§ **Reading passage**:
::::::::

From our own experience, branding in many cases simply isn’t a top-of-mind matter for founders and a lengthy, labour-intensive brand development process is far from their favourite business activity. Thus, as an alternative to a complete strategic brand process, an MVB serves as an initial brand platform that provides you with the right balance of structure and flexibility to start guiding your business, gluing your employees together and engaging your customers. The MVB helps you:

Humanity is “the new black”

In today’s fast-paced, overly-automated, and digitally-driven society, humanity has become “the new black”. The Internet constantly rewards us with convenience and instant gratification, making the human touch increasingly more valuable. Businesses can no longer afford to be faceless entities. They need to connect with audiences, pull at their heartstrings, and engage with them on a much deeper level than seen before. People don’t want to be mere passive recipients of messages, they want to converse with companies just like they do with their friends.

When building an MVB, it is vitally important that you think of it as a human being (an even easier task in cases involving the creation of a personal brand). Just like how you make a customer persona to understand your clients better, I recommend that you always put some effort into creating a brand persona, putting a proverbial face to your business.

How to determine your brand persona?

Even if you’ve never heard of the British anthropologist Robin Dunbar before, you might still be familiar with one of his theories: Dunbar’s number — the proposition that the average human being can only maintain 150 social friendships with any degree of stability. Of these 150 friendships, some are closer than others. According to Professor Dunbar’s research, the inner circle, the “family”, consists of five people — a considerable drop from the small army we can maintain:

“Five is the number of ‘best’ friends a typical individual can keep.”

We find a similar idea in the words of motivational speaker Jim Rohn:

“You are the average of the five people you spend the most time with.”

These five people shape who you are. They affect the attitudes and behaviours you are regularly exposed to. Eventually you start to think and behave like they do.

The same is true of brands:

“A brand persona is the average of the five stakeholders it spends the most time with.”

Who make up your brand’s “family” of five? Who are those five stakeholders your brand spends most time with? Who are your brand’s five?

Brand 5 — an MVB development tool

At Shuka we’ve identified those five personas. Having tested several different approaches, we’ve figured out how to describe these five stakeholders, breaking them down into three levels:

I. The internal level — your employees.

::::::::

§ **Information supplied**:
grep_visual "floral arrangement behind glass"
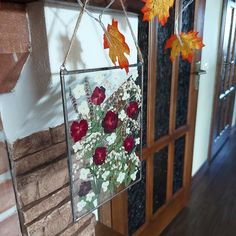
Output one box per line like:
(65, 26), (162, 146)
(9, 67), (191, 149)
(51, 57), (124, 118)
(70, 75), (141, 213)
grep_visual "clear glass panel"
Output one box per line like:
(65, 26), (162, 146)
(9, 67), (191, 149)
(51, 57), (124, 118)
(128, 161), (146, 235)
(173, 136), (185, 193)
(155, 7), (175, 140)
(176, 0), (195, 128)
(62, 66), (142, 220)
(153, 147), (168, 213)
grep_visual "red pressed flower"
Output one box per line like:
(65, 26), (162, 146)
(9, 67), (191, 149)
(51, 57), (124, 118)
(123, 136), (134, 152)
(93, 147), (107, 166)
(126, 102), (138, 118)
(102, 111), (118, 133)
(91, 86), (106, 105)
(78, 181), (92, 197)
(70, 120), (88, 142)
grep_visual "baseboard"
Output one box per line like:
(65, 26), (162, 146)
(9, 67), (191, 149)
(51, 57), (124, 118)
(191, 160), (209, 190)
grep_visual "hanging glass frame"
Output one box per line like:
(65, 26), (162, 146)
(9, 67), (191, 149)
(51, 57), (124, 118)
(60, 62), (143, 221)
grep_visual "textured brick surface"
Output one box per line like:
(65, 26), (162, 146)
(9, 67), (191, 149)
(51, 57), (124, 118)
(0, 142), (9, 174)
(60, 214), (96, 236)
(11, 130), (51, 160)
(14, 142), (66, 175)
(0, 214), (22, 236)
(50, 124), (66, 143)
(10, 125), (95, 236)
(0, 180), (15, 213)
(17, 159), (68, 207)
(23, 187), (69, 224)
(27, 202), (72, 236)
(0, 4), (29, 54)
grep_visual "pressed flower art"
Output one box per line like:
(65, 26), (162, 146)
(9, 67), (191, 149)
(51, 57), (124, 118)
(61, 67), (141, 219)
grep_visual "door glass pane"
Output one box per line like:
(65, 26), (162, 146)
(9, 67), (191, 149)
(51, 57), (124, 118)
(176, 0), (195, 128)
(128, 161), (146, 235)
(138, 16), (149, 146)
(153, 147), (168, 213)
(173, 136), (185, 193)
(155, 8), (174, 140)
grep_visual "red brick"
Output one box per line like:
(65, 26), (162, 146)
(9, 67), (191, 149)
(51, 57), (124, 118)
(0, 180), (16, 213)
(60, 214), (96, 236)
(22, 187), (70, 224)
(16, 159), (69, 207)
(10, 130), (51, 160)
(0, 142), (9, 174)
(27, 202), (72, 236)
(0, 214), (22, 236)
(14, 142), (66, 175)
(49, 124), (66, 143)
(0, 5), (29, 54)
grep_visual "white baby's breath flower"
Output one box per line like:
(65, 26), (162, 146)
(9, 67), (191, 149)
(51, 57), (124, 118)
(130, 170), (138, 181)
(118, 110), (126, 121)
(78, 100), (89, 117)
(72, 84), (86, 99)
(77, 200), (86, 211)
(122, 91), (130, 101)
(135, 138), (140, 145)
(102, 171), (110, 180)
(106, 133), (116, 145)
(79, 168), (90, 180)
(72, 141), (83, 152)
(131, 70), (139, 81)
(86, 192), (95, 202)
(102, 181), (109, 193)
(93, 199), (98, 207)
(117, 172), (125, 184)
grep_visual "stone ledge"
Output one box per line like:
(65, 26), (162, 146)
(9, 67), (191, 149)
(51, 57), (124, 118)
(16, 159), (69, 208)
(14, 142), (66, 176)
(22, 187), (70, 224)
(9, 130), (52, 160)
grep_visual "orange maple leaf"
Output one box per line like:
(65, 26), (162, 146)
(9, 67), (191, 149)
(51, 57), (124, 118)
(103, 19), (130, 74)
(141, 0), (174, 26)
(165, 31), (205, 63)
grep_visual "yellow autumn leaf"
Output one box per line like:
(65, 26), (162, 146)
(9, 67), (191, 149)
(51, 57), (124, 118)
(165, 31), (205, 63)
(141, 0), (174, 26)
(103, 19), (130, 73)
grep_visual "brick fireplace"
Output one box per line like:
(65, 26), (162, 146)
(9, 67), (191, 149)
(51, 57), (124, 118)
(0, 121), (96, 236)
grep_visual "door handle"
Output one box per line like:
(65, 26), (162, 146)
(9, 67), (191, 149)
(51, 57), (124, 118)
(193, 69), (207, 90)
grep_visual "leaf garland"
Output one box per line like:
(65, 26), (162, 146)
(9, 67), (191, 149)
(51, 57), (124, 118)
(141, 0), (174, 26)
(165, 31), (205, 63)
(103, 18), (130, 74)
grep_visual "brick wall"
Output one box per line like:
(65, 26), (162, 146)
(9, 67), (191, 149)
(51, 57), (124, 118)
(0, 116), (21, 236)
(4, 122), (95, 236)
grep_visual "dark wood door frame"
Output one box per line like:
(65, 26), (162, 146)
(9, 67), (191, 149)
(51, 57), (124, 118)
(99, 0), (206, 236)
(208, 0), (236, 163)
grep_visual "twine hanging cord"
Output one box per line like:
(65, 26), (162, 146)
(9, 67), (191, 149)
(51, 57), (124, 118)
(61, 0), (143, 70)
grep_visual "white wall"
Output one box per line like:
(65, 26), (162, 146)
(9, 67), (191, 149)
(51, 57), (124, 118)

::::::::

§ **Do this**:
From the brand persona passage, print the section that begins at the words "In today’s fast-paced, overly-automated, and" and stops after "with their friends.", copying it word for word.

§ **Full solution**:
In today’s fast-paced, overly-automated, and digitally-driven society, humanity has become “the new black”. The Internet constantly rewards us with convenience and instant gratification, making the human touch increasingly more valuable. Businesses can no longer afford to be faceless entities. They need to connect with audiences, pull at their heartstrings, and engage with them on a much deeper level than seen before. People don’t want to be mere passive recipients of messages, they want to converse with companies just like they do with their friends.